__Extrait présenté__.
==========
2.2 Étude de cas – France

Dans ce contexte, le Ministère de l’Education Nationale, de la Jeunesse et des Sports a tenté d’affiner ses évaluations à grande échelle afin de progresser vers une éducation plus inclusive. Au cours d’un webinaire organisé et partagé par la communauté d’évaluation électronique FLIP+[1], ils ont partagé des idées importantes sur la révision de leurs pratiques d’évaluation dans le but d’une inclusion complète des plus de 430,000 élèves en situation de handicap (voir graphique ci-dessous).

Nombre d’élèves en situation de handicap à la rentrée 2022

2.2.1 Facteurs et principes directeurs

Ceci dit, l’un des facteurs clés a été de travailler sur l’accessibilité globale de ces évaluations, en veillant à ce que le nombre d’élèves en mesure de participer pleinement aux évaluations soit exhaustif. Cela a impliqué, entre autres, d’offrir aux étudiants la possibilité de compléter les tests numériquement ou sur papier, de revoir les questions posées dans ces évaluations et de réfléchir à la possibilité pour chaque individu d’y répondre (exemple simplifié fourni ci-dessous).

 2.2.2 Une approche à deux volets de la mise en œuvre

Ces changements ont été réalisés en deux phases clés. L’une consistait à s’assurer que le logiciel de test numérique était prêt à être utilisé de diverses manières (voir image 2 ci-dessous), et l’autre à faire en sorte que les concepteurs de tests respectent les principes directeurs susmentionnés (voir image 3 ci-dessous).

2.2.2.1 Première phase

Assurer l’assistance téchnologique adéquate. Extrait du webinaire FLIP+ sur les évaluations des élèves pour développer l’accessibilité des textes en France.

Comme on peut le voir sur l’illustration ci-dessus, ils ont tout d’abord veillé à ce que la plate-forme numérique utilisée pour l’évaluation électronique puisse intégrer les différents types d’assistance technologique (claviers spéciaux pour les personnes souffrant de handicaps physiques, visuels ou cognitifs, synthétiseurs vocaux pour les personnes souffrant de handicaps vocaux, etc).
==========
__Liste des tâches__.
1 – Répondez à ces questions sur l'extrait consacré à l'évaluation inclusive en France :
(a) Quelle communauté d'évaluation électronique a organisé le webinaire ?
(b) Sous quelles deux formes les élèves peuvent-ils compléter les tests ?
(c) Quelle assistance technologique est citée pour les personnes souffrant de handicaps vocaux ?
2 – Recopiez à l'identique le passage de l'extrait consacré à l'évaluation inclusive en France qui commence à « Ceci dit, l’un » et se termine à « image 3 ci-dessous). ».

__Données disponibles__.
==========
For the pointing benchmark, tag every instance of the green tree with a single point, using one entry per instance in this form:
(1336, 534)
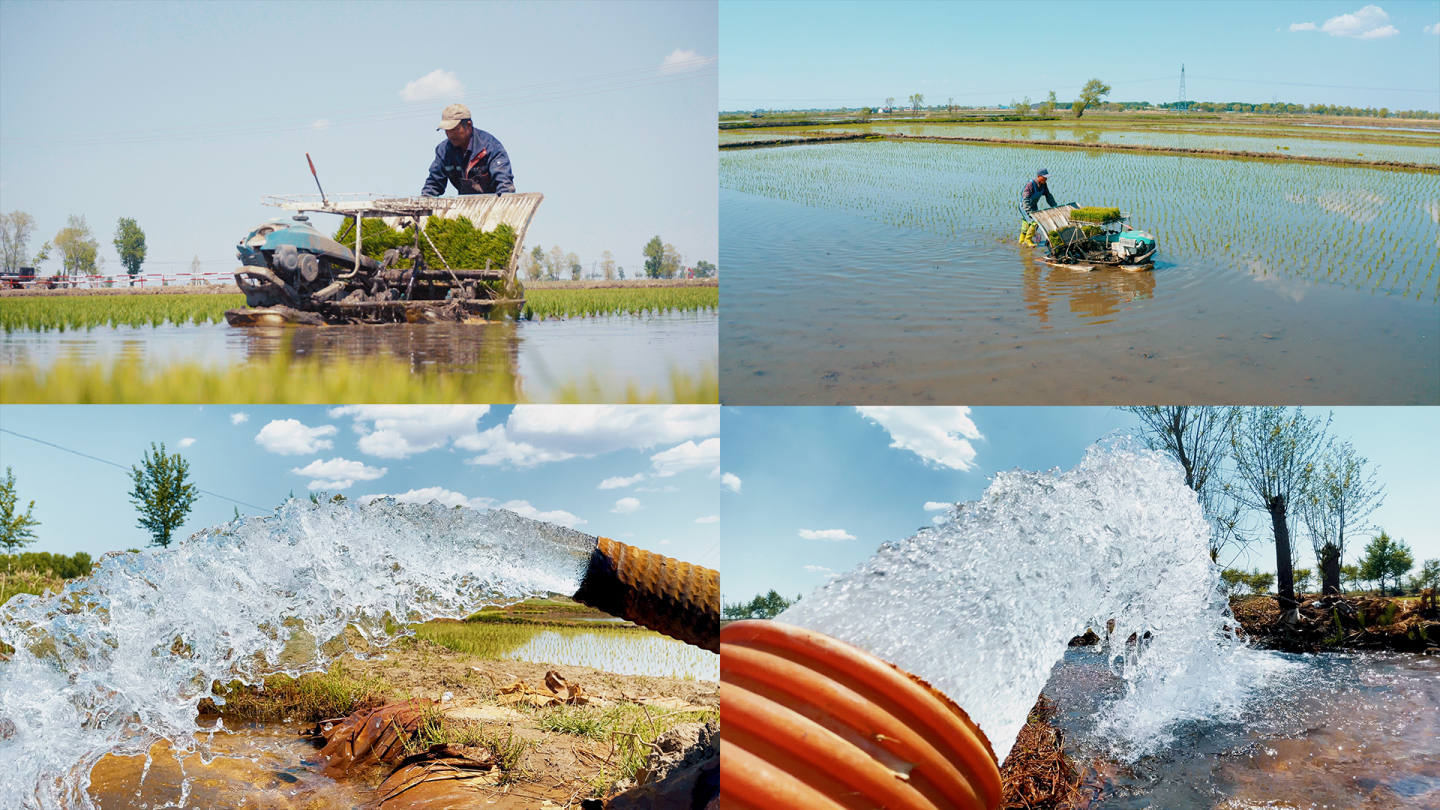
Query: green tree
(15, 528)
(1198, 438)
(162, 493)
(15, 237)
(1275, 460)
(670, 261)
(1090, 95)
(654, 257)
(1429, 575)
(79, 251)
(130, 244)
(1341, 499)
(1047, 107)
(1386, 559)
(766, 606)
==========
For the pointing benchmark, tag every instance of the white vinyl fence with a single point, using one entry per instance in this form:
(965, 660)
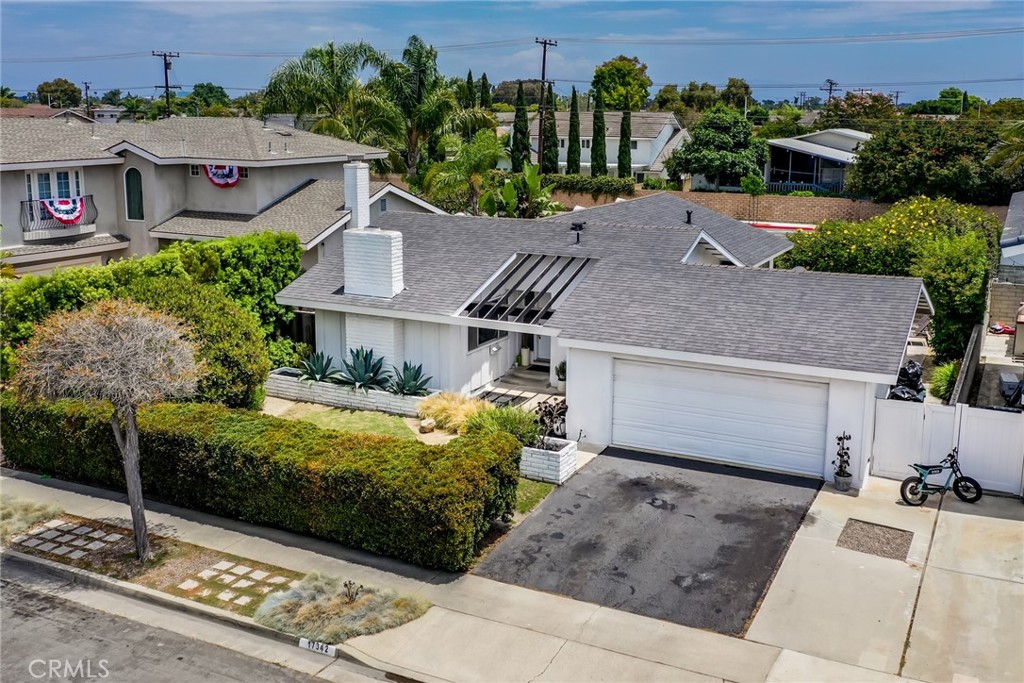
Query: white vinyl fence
==========
__Corrigé des tâches__.
1 –
(a) La communauté FLIP+.
(b) Numériquement ou sur papier.
(c) Des synthétiseurs vocaux.

2 –
Ceci dit, l’un des facteurs clés a été de travailler sur l’accessibilité globale de ces évaluations, en veillant à ce que le nombre d’élèves en mesure de participer pleinement aux évaluations soit exhaustif. Cela a impliqué, entre autres, d’offrir aux étudiants la possibilité de compléter les tests numériquement ou sur papier, de revoir les questions posées dans ces évaluations et de réfléchir à la possibilité pour chaque individu d’y répondre (exemple simplifié fourni ci-dessous).

 2.2.2 Une approche à deux volets de la mise en œuvre

Ces changements ont été réalisés en deux phases clés. L’une consistait à s’assurer que le logiciel de test numérique était prêt à être utilisé de diverses manières (voir image 2 ci-dessous), et l’autre à faire en sorte que les concepteurs de tests respectent les principes directeurs susmentionnés (voir image 3 ci-dessous).